---------- RECORDS FOR THE TASK ----------
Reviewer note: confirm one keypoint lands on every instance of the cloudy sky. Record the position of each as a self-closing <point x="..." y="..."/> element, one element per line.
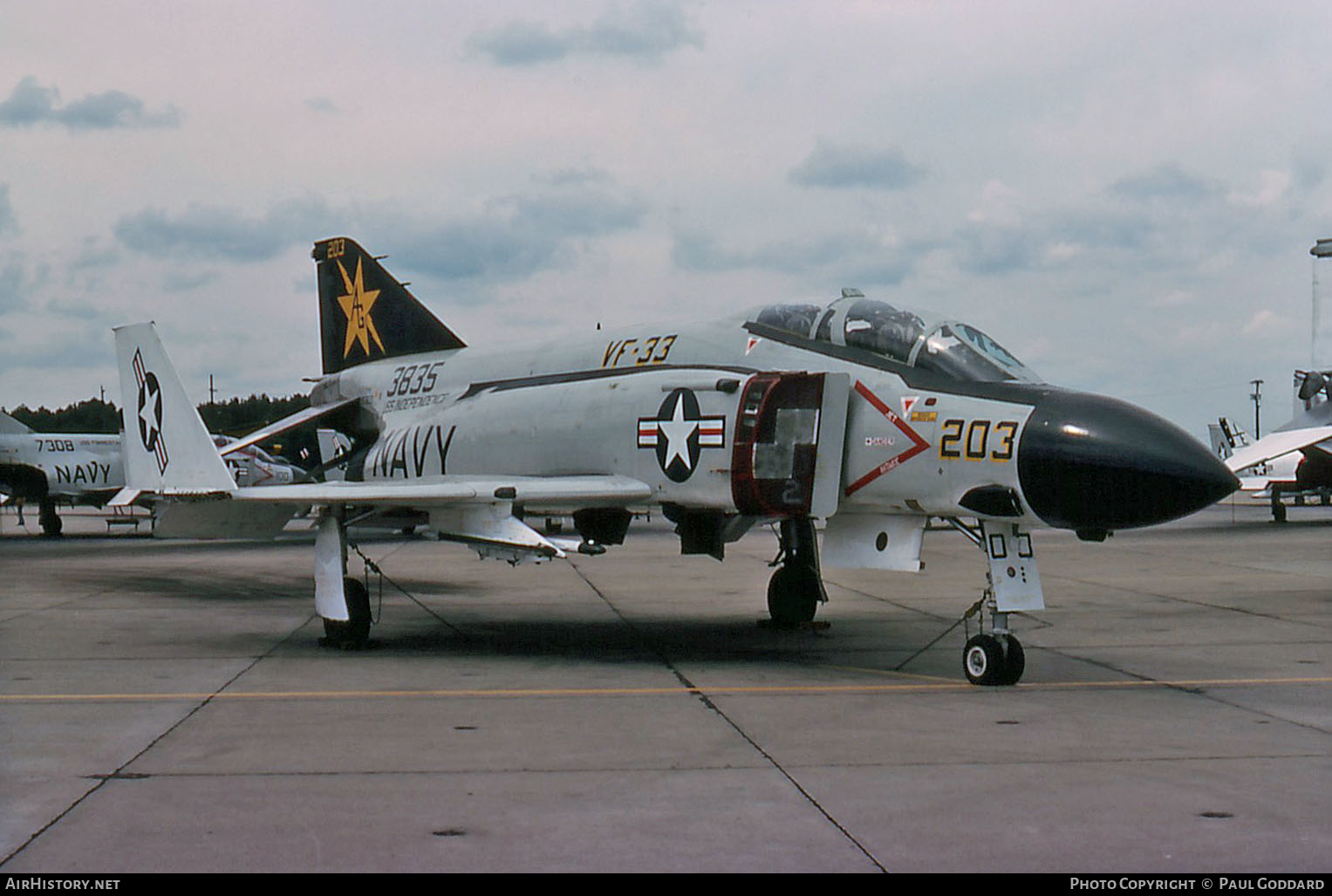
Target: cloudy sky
<point x="1124" y="194"/>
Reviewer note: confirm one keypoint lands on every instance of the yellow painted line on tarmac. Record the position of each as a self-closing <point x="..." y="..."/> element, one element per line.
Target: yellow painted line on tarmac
<point x="650" y="691"/>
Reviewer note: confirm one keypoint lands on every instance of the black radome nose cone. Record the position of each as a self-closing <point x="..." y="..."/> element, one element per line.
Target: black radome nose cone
<point x="1094" y="465"/>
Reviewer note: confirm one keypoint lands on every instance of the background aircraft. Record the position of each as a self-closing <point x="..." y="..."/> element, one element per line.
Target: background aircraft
<point x="859" y="413"/>
<point x="1294" y="460"/>
<point x="50" y="469"/>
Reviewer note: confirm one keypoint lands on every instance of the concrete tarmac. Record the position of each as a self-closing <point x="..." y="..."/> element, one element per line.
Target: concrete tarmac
<point x="166" y="706"/>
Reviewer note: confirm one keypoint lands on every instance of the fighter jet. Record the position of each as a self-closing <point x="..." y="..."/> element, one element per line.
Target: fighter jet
<point x="1296" y="458"/>
<point x="58" y="469"/>
<point x="866" y="415"/>
<point x="85" y="469"/>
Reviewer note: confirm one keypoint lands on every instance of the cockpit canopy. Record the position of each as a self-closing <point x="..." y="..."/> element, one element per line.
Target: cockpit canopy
<point x="906" y="336"/>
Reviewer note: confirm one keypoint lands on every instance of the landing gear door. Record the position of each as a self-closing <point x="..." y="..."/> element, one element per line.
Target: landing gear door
<point x="1013" y="569"/>
<point x="789" y="438"/>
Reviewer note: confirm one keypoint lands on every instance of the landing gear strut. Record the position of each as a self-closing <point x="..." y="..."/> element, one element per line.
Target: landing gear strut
<point x="796" y="590"/>
<point x="995" y="657"/>
<point x="340" y="599"/>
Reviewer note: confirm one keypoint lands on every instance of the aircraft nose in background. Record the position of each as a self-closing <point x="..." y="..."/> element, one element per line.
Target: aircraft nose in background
<point x="1094" y="465"/>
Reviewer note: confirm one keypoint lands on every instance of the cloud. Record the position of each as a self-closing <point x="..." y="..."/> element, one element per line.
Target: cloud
<point x="19" y="281"/>
<point x="321" y="104"/>
<point x="1167" y="182"/>
<point x="8" y="224"/>
<point x="645" y="31"/>
<point x="857" y="168"/>
<point x="31" y="104"/>
<point x="844" y="258"/>
<point x="222" y="233"/>
<point x="516" y="236"/>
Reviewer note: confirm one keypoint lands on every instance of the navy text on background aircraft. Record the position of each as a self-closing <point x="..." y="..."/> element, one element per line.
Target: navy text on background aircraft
<point x="58" y="468"/>
<point x="866" y="415"/>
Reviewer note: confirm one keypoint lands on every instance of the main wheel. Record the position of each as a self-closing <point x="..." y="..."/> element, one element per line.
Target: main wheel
<point x="354" y="633"/>
<point x="982" y="660"/>
<point x="50" y="521"/>
<point x="793" y="595"/>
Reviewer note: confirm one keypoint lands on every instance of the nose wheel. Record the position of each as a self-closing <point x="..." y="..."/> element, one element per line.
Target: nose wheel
<point x="993" y="660"/>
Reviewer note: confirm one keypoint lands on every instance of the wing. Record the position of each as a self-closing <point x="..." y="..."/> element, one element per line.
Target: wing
<point x="1276" y="445"/>
<point x="169" y="453"/>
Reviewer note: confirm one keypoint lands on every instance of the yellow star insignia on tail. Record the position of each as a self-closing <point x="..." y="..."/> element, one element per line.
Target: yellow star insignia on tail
<point x="356" y="304"/>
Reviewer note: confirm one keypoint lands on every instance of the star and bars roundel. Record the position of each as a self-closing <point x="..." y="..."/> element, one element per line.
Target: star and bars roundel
<point x="149" y="412"/>
<point x="679" y="433"/>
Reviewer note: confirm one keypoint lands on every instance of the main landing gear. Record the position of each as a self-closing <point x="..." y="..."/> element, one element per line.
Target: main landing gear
<point x="796" y="589"/>
<point x="994" y="660"/>
<point x="340" y="599"/>
<point x="354" y="632"/>
<point x="50" y="519"/>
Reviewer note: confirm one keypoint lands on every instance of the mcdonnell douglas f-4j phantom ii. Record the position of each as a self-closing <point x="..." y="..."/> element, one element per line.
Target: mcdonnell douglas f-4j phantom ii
<point x="864" y="414"/>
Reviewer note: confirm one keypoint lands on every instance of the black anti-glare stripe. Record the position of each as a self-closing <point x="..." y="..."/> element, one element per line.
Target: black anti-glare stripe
<point x="583" y="376"/>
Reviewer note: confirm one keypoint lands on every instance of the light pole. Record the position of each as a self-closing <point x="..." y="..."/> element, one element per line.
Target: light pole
<point x="1258" y="402"/>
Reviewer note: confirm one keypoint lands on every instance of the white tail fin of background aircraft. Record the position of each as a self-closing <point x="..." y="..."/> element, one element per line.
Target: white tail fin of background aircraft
<point x="182" y="461"/>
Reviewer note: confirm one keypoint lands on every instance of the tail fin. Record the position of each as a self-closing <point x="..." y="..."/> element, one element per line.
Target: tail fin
<point x="166" y="446"/>
<point x="10" y="427"/>
<point x="365" y="314"/>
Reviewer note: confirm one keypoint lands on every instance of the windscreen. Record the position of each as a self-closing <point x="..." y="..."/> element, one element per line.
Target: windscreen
<point x="901" y="334"/>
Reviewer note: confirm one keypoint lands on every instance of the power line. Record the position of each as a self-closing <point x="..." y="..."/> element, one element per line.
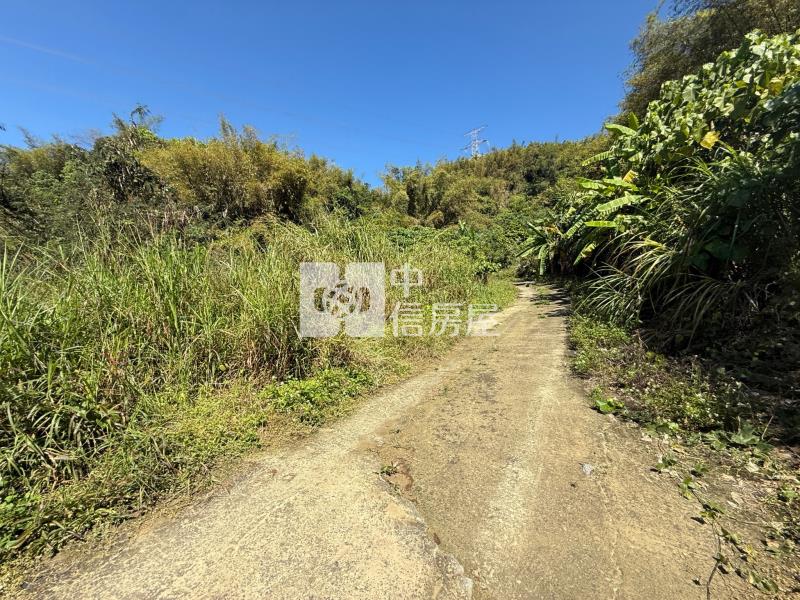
----------
_WHAT YOU SHOULD DO:_ Only the lines from the line with "of the windscreen." through the end of the records belong in your copy. Repeat them exactly, without pictures.

_RESPONSE:_
Reviewer note: confirm one keypoint lands on every instance of the windscreen. Record the position of each as a self-closing <point x="..." y="..."/> element, one element per line.
Target: windscreen
<point x="901" y="334"/>
Reviewer note: confirm one keypoint lands on every instance of the power line. Record the position of each as a self-closing <point x="..." y="..."/> element, one element per line.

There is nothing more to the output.